TEXT EXCERPT —
--- start ---
Speaking in the House of Commons today (Wednesday, 22 October), Ian Pearson, the Minister of State and Treasury Economic Secretary, expected other banks to follow the Royal Bank of Scotland (RBS), the Halifax Bank of Scotland (HBOS) and Lloyds TSB, which he said had committed to "maintain the availability and active marketing of competitively priced lending to SMEs at a level at least equivalent to that of 2007".
Mr Pearson said that the Chancellor of the Exchequer, Alistair Darling and new Secretary of State for Business, Enterprise and Regulatory Reform, Peter Mandelson, would meet with the re-capitalised banks and building societies to "discuss these issues and what small businesses can expect from them".
The statement follows a meeting of the Commons Business Select Committee in which Lord Mandelson told MPs that the banks had a responsibility to lend to small businesses at 2007 levels.
Recently, the FPB revealed that more of its members are experiencing greater difficulties accessing finance from their banks, in addition to having loan and overdraft rates increased. Mr Orford reported this to Lord Mandelson and the Parliamentary Under Secretary of State for Business, Enterprise and Regulatory Reform, Baroness Shriti Vadera, at a meeting of the Government's Small Business Forum on Thursday, 16 October.
--- end ---
DATA LINES —
--- start ---
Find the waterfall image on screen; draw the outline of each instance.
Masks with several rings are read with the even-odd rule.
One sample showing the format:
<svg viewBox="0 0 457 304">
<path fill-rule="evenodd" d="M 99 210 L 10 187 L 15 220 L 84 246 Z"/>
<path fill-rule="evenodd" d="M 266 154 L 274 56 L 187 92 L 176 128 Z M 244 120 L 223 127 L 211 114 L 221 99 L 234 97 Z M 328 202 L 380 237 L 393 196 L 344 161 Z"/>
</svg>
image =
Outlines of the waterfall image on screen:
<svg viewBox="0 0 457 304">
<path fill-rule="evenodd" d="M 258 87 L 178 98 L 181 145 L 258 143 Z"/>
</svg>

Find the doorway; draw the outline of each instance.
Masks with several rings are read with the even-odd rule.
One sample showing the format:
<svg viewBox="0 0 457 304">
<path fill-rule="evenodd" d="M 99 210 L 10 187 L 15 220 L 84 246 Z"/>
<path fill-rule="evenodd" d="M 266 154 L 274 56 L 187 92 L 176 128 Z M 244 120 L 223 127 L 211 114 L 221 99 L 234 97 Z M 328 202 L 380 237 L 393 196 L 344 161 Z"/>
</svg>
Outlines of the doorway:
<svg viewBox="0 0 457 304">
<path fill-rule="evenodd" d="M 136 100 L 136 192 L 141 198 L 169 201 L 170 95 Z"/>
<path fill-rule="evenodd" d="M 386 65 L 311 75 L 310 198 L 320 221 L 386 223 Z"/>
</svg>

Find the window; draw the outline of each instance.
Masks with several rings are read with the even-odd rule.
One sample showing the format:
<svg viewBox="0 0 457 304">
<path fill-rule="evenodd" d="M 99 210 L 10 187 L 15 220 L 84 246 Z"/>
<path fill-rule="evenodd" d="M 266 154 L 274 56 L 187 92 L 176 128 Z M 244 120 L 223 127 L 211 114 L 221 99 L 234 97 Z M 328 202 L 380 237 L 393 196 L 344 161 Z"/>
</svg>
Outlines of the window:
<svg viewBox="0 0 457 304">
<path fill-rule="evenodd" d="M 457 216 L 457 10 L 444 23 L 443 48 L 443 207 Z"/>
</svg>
--- end ---
REQUEST 1 — According to the text on bank lending to small businesses, why would Alistair Darling and Peter Mandelson meet with the re-capitalised banks and building societies?
REQUEST 2 — Extend the text on bank lending to small businesses, starting after its final sentence.

RESPONSE 1 — They would meet with them to "discuss these issues and what small businesses can expect from them."

RESPONSE 2 —
"If anything could come from these meetings, I would like to see the banks being more flexible and more understanding when it comes to considering withdrawing or reducing overdraft facilities," said FPB member Mark Esslemont of Esslemonts, a clothing and accessories shop in Aberdeen. "Every company, be it a sole-trader or a multi-national, needs access to finance in order to survive. I hope these meetings over the coming days produce something that is useful to small businesses."
Another member of the FPB, Stig Andersen, of Stonehenge Ales, Salisbury, has experienced a range of issues with banks.
"I find it appalling that I am charged to set up an account or do anything these days. Cheques and online banking are another problem. It seems to take days for anything to get paid in," he said. "I am a small business owner and having that money paid into my account instantly or as soon as possible would be a major help, especially in the current economic downturn.
He added: "What would really help right now is having regular access to my bank manager, and in my case with one of my banks it would be nice to know the name of my business banking manager."
The FPB has produced a guide to surviving the credit crunch. Small businesses can find information on alternative sources of funding, such as asset-based finance and invoice financing, as well as advice on credit management. It is available from the FPB by calling 0845 130 1722. In addition, ‘health checks' that the Government has promised will be provided by Business Links across the UK.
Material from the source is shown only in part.